— START Text block —

Measuring and Visualizing Domain Specific Word Use

(Work in progress)

Goals and approach

Language adapts to the communicative needs of its context, along dimensions such as domain, register, and time. This is reflected in preferential choices of vocabulary, grammar, meaning, and style, which differentiate language use by context. This visualization aims at exploring domain specific word use based on three related but complementary measures:

Typicality of a word measures how typical a word is for a domain compared to other domains. Informally, if a word is significantly more frequent in a domain, it is typical for the domain [1].
(Paradigmatic) Productivity of a word measures how many (paradigmatically) similar words are used in the domain. A word w with a paradigmatic neighbourhood (semantic field) consisting of many words is considered highly productive [2].
Ambiguity of a word measures how different its use in one domain is from another. Formally, this is defined as the cosine distance between the domain specific embeddings of a word [3].

Productivity and Ambiguity require a representation of word use in a domain. To this end, we use word embeddings (Mikolov et al. 2013), which have become a popular means to analyze the semantics of words based on their actual use in large corpora. The main idea of word embeddings is to reduce the very high dimensionality of word co-occurrence contexts, the size of the vocabulary, to few dimensions, such as 100-200. For the word embeddings used in this visualization, we employ the structured skip gram approach by Ling et al. (2015), using a one-hot encoding for words as input layer, a 200 dimensional hidden layer, and a positional one-hot encoding for the context words in a window of [-5,5] as the output layer. This approach takes word order into account, and thus also captures syntactic regularities of word use.

— END Text block —
— START Dataset extract —

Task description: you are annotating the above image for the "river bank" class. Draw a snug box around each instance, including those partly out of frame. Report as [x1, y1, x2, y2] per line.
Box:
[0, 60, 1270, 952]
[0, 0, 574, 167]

— END Dataset extract —

=== Problem set ===
[1] Rewrite the text on domain specific word use between "Typicality of a" and "the domain [1].", inclusive, with "frequent" replaced by "common".
[2] Summarize the text on domain specific word use in two sentences.

=== Results ===
[1]
Typicality of a word measures how typical a word is for a domain compared to other domains. Informally, if a word is significantly more common in a domain, it is typical for the domain [1].

[2] The text describes a visualization for exploring domain specific word use through three measures: typicality, meaning a word is significantly more frequent in one domain than in others; productivity, meaning how many paradigmatically similar words are used in the domain; and ambiguity, defined as the cosine distance between a word's domain specific embeddings. Productivity and ambiguity rest on word embeddings built with the structured skip gram approach of Ling et al. (2015), which uses a 200 dimensional hidden layer and a context window of [-5,5] and captures syntactic regularities because it takes word order into account.